#### [Task objective]
Are you able to retype all the records below exactly?

#### [Dataset rows]
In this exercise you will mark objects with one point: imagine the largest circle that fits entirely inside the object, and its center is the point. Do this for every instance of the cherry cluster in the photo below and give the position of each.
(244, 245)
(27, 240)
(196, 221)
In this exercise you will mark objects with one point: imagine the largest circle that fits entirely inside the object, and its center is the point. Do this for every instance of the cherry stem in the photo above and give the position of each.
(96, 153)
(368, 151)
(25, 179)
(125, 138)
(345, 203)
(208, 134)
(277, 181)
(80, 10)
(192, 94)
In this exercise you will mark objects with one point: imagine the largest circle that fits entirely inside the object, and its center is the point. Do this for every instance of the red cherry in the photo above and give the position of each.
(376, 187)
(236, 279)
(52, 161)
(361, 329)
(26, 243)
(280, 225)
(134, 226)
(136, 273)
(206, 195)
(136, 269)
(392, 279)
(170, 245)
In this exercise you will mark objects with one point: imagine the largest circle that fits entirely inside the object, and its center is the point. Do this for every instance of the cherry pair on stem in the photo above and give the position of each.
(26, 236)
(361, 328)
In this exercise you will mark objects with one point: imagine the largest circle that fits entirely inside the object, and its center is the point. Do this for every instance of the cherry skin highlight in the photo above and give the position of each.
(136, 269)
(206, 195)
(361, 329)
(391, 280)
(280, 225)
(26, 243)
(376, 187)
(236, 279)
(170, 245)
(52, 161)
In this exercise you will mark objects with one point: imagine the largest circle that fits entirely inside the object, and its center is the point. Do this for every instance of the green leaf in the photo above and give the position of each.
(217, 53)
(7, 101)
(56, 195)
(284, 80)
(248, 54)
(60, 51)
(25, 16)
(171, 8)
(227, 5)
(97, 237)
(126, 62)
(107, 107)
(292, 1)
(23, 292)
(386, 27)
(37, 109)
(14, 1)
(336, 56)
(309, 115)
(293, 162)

#### [Final answer]
In this exercise you will mark objects with one point: imagine the largest circle that fits entirely inside the object, and its center is the point. Do this for every instance of the cherry cluster in the photo below and give the position of each.
(244, 245)
(27, 240)
(196, 221)
In this exercise you will mark objects with one point: imagine the largest circle that fits entirely inside the object, and its center is the point. Do this for every instance of the cherry stem in the photo above and give the position of each.
(96, 153)
(368, 151)
(25, 179)
(125, 138)
(345, 203)
(208, 134)
(277, 181)
(80, 10)
(192, 94)
In this exercise you will mark objects with one point: imagine the largest circle that fits entirely inside the object, and its center is the point. Do this for every instance of the red cherry in the photo above and give the position of each.
(376, 187)
(236, 279)
(52, 161)
(361, 329)
(26, 243)
(280, 225)
(134, 226)
(136, 273)
(206, 195)
(136, 269)
(392, 279)
(170, 245)
In this exercise you will mark objects with one point: imagine the largest circle that fits entirely inside the object, and its center is the point. Do this for every instance of the cherry pair on stem in the photo above and give the position of each.
(26, 236)
(361, 328)
In this exercise you will mark objects with one point: imagine the largest circle that fits entirely inside the object, and its center is the point. Do this for every instance of the cherry skin highlight in the photo above and give the position of each.
(136, 269)
(206, 195)
(361, 329)
(391, 280)
(280, 225)
(26, 243)
(376, 187)
(236, 279)
(170, 245)
(52, 161)
In this exercise you will mark objects with one point: imagine the largest circle that fits entirely inside the object, and its center is the point. Do this for every instance of the green leaf in the photo above and give the position of each.
(217, 53)
(7, 101)
(56, 195)
(284, 80)
(248, 54)
(60, 51)
(25, 16)
(171, 8)
(227, 5)
(97, 237)
(126, 62)
(107, 107)
(292, 1)
(23, 292)
(386, 27)
(37, 109)
(14, 1)
(336, 56)
(309, 115)
(293, 162)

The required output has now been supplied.